> **EXTRAIT PRÉSENTÉ**
****************************************
Je n’aurai jamais pensé faire de la bande-dessinée jusqu’il y a 2 ans, quand je cherchais un moyen de sensibiliser à la cause animale. Et l’idée de faire ma 1ère BD m’est apparu comme une évidence !
© Volpi/Tyef chez Y.I.L. Éditions
Tyef : Je suis amoureux de la bande dessinée comme moyen de création. J’en ai toujours lu, et dessiné depuis l’âge de dix ans… Par la suite, j’ai découvert que c’était un très bon moyen d’apprendre des choses, de réfléchir, d’évoluer… à condition de ne pas devenir barbant ! Encore une question de compromis, mais cette fois entre le divertissement et la réflexion, compromis assez bien trouvé dans les scénarii de David…
Des auteurs qui vous ont influencé/suscité votre vocation ?
David : Alors les inspirations sont nombreuses et souvent inconscientes. On retrouve ainsi un univers « comics », un lecteur a même comparé le héros de Sentience, Lucas, à Spiderman ! Après c’est le fruit d’un mélange de plus de 20 ans de lecture !
Mais je suis également passionné de cinéma, j’ai sans aucun doute été largement inspiré par l’univers de Spielberg, Zemeckis, Cameron… En termes de dessin, ma volonté était d’obtenir un trait proche de celui de Bruno Gazzotti, dessinateur de la série à succès Seuls ou encore SODA.
© Tome/Gazzotti chez Dupuis
Tyef : Ah, pour le lecteur qui a comparé Lucas à Spiderman, c’est peut-être aussi de ma faute, Spidey est juste mon héros de comics préféré. Vers la fin du tome 2, Lucas est dans une situation qui m’a fait immédiatement penser aux comics, et il en prend un peu les poses, fatalement…
Je pourrais citer des tas d’auteurs (et je ne serais pas bien original), mais restons sur le cas Gazzotti, dont j’admire vraiment le travail, ce fameux compromis réalisme/humour qui sied si bien à Sentience. Je m’en étais déjà inspiré pour « Elysez-moi » (publié par Bac@BD) au point que j’ai dessiné « un Soda » dans une foule (DAvid SOlomon, hein, pas l’autre de la télé…). Ça reste une inspiration, bien entendu, l’ambiance de « Sentience » est au final assez différente de celle de « Seuls »… Et une inspiration parmi d’autres.
****************************************
Données d'annotation d'images
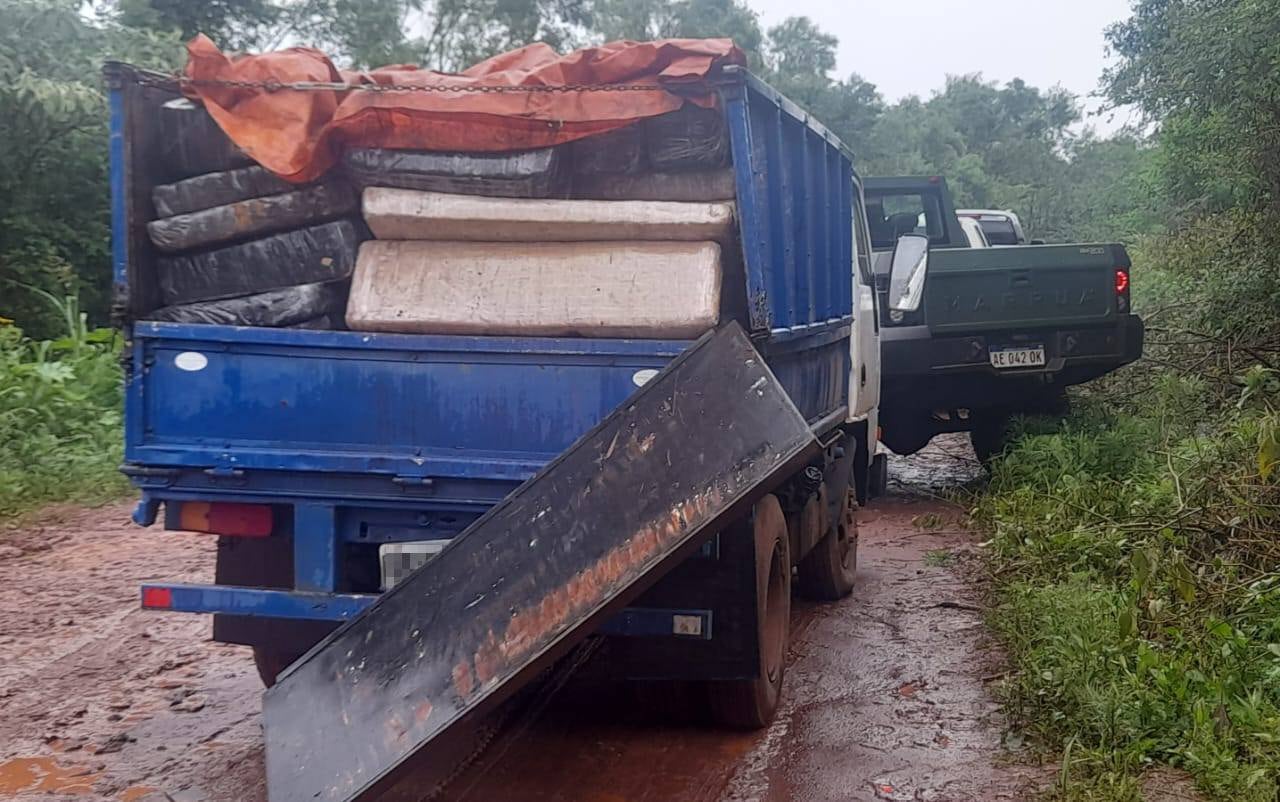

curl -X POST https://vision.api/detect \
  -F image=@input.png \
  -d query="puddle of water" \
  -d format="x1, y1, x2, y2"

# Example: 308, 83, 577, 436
****************************************
> **CONSIGNE**
Pourriez-vous poursuivre l'entretien sur la bande dessinée Sentience à partir de sa dernière phrase ?

> **RÉPONSE**
Au niveau des couleurs, que nous voulions bien tranchées, nettes et flashy, participant bien à la narration, j’ai pas mal fouillé dans mes vieux « Lucky Luke ». Morris allait vraiment à l’essentiel, et les couleurs y participaient d’une belle manière !
© Volpi/Tyef chez Y.I.L. Éditions
Avant de collaborer sur cette série, vous connaissiez-vous ?
David : Pas du tout ! J’ai passé une annonce sur un site spécialisé à la recherche d’un dessinateur professionnel et après plusieurs retours, le dessin de Tyef s’est largement démarqué des autres ! Et l’aventure commença…
Tyef : Et au fur et à mesure de notre collaboration, on se trouve plein de points communs !
David, si je ne m’abuse, c’est votre premier scénario. Il vous a fallu apprendre sur le tas ou aviez-vous un background suffisant que pur vous y attaquer ? Le sujet fort et éminemment contemporain soulevé par Sentience ne vous a-t-il pas laissé le choix de vous lancer ?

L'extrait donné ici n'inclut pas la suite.